■ **Directives**
(1) In the essay on religion and science below, the first paragraph names kinds of questions that lie outside what science can answer. List every one it names.
(2) Write the next part of the essay on religion and science below, carrying on from its final sentence.
— Begin Source —
He seems to treat of religion as no more than a set of propositions, a list of prescribed beliefs, which (at least ideally) ought to affect behaviour in proportion to the strength of their adherence. Since religion is in error, then, it is good that its untruth be replaced, as it were, with the clarity and rigour of scientific truth. However, to even suggest that religion can be adequately replaced by science is to say that there is at least some domain of human knowledge, the human experience, and some human impulse, which religion (attempts to) satisfy, and which science can as well. Questions about purpose, meaning, beauty, goodness, and so on, are, by their very nature, those which fall completely outside a scientific purview. Science is our best method of finding out what is – what the world is, how it works, and so on –but it cannot hope to furnish any evaluative conclusions about what is. If we knew all the scientific facts in the world, every single detail of every minute part of the universe, this would in no way give us an answer to what makes life meaningful, or what beauty or goodness is.
It is an unfortunate accident that scientific hubris has generated the popularisation of the very peculiar view – which has next to no support among ethicists – that science can by itself account for morality. As any first-year PPEist could tell my friend, it is famously difficult to derive an ought, that is, a moral obligation, from an is, or what is the case. The assessment of the development of morality or (question-beggingly ‘moral behaviour’), though a fascinating and fruitful enterprise, in no way provides for any actual conclusions about what is good, right, and so on. If we grant that it can be observed that altruistic behaviour, for instance, is evolutionarily advantageous, this in no way entails that altruistic behaviour is good or right – merely that it is evolutionarily advantageous. To say that it does do this is to equate the ethical notion of goodness to being evolutionarily advantageous, which is no longer a scientific claim, but an ethical, philosophical proposition expressing the relation between evaluative concepts and descriptive ones. Dawkins’ case for morality already presupposes the truth of some non-scientific, brute assertion of ethical fact that “It is good for agents to act in the ways prescribed by memetic evolution” or something of the sort. It is not my intention to lecture on meta-ethics, but the tremendous issues my friend’s suggestion is plagued with should serve to introduce some hesitancy into its adoption.
— End Source —
— Begin Listed entries —
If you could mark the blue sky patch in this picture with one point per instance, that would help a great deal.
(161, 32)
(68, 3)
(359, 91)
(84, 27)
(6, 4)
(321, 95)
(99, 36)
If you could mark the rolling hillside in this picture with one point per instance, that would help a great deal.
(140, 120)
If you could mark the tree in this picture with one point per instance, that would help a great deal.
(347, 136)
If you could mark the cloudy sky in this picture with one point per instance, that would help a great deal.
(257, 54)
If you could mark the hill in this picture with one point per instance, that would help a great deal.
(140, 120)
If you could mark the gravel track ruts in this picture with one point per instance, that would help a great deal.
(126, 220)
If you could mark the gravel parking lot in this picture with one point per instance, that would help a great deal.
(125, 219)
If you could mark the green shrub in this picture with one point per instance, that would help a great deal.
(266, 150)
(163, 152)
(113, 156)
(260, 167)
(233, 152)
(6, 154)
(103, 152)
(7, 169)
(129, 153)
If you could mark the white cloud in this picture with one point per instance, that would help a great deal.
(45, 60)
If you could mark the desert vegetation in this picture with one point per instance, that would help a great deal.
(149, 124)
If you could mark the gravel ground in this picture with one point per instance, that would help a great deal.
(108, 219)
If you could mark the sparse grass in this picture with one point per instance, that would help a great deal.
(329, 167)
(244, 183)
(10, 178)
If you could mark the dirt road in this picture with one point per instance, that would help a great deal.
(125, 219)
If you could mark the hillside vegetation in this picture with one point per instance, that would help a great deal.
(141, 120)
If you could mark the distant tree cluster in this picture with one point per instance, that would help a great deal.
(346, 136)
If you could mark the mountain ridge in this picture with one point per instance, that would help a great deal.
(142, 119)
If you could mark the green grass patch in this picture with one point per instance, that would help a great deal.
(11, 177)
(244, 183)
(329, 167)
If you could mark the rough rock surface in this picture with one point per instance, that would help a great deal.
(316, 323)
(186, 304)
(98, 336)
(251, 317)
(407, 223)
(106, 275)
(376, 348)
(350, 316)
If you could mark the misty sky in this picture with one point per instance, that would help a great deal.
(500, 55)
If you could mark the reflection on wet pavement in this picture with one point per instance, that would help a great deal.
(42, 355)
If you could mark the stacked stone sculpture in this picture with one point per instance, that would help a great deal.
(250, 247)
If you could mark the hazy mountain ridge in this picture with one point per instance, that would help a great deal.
— End Listed entries —
■ **Results for the exercise**
(1) purpose, meaning, beauty, goodness

(2)
My friend is wholly correct in saying that religion is no prerequisite for wonder and the experience and recognition of the beautiful, but I must admit the arousal of some bile in my throat when I read that we can “endeavour to see the true beauty and mystery of our lives through the clear lens of science.” How it is, exactly, that science can direct us towards the beautiful or generate the mystical is a question that he thankfully leaves unanswered, for to venture an attempt here would be to swiftly meet a dead end. It goes without saying that the object of scientific inquiry – the natural world – is beautiful, from the composition of basic units of matter to the most expansive galaxies. That this is the case is evident to anyone with eyes to see; but why it is the case, or how we respond to the beautiful, are questions which science completely fails to answer. We cannot pathologise aesthetic sentiment, and we cannot make cut-and-dry formulae for the production and detection of the beautiful. Our sense of the transcendent when beholding the beautiful is something which does, and quite reasonably should, provoke a religious impulse, one which, as it were, wishes to peer behind the curtain of the world to there find its meaning.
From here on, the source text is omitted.